● OBJECTIVE:
Extract verbatim the lines of the entries starting at the very beginning and ending at the line that contains "566], [1013, 557]]]", with both ends included.

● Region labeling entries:
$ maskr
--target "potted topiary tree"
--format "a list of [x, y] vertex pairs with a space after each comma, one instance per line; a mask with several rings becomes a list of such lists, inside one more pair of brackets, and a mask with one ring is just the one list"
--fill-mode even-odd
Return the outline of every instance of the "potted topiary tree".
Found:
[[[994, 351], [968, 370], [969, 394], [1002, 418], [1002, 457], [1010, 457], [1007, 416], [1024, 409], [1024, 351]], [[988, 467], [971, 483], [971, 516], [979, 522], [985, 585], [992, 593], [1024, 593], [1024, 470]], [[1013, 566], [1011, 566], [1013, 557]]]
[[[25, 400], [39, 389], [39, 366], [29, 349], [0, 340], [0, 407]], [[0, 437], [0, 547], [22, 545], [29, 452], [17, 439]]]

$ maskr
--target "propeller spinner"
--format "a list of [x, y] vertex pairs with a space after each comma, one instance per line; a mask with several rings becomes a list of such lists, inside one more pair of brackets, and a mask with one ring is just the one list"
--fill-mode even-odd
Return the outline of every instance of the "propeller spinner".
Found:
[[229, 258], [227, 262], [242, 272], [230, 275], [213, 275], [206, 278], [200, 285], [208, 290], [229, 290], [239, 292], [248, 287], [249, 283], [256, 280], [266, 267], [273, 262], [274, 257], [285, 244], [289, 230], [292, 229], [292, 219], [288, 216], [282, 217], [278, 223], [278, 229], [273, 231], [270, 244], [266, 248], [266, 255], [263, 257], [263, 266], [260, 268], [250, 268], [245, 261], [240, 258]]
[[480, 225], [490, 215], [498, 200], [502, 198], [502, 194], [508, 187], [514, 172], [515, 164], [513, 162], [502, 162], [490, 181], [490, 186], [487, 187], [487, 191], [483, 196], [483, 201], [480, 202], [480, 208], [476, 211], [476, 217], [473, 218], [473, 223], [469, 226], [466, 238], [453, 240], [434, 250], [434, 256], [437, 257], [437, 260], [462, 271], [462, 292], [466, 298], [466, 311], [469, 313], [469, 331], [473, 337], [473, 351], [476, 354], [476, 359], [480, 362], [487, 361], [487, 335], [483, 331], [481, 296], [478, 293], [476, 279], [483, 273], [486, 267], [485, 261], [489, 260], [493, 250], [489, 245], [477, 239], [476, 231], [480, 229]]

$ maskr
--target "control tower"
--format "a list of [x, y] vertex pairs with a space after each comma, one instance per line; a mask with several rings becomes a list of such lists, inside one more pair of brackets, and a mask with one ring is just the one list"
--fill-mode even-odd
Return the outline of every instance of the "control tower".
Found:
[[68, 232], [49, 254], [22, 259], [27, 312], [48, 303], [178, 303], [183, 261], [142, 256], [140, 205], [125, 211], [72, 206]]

● ANSWER FOR THIS EXERCISE:
$ maskr
--target "potted topiary tree"
--format "a list of [x, y] vertex pairs with a space after each comma, one instance per line; a mask with several rings becomes a list of such lists, inside one more pair of brackets, and a mask with one ring is just the one list"
--fill-mode even-odd
Return the outline of every instance of the "potted topiary tree".
Found:
[[[994, 351], [968, 370], [969, 394], [1002, 418], [1002, 457], [1010, 457], [1007, 416], [1024, 409], [1024, 351]], [[988, 467], [971, 483], [971, 516], [979, 522], [985, 585], [992, 593], [1024, 593], [1024, 470]], [[1013, 566], [1011, 566], [1013, 557]]]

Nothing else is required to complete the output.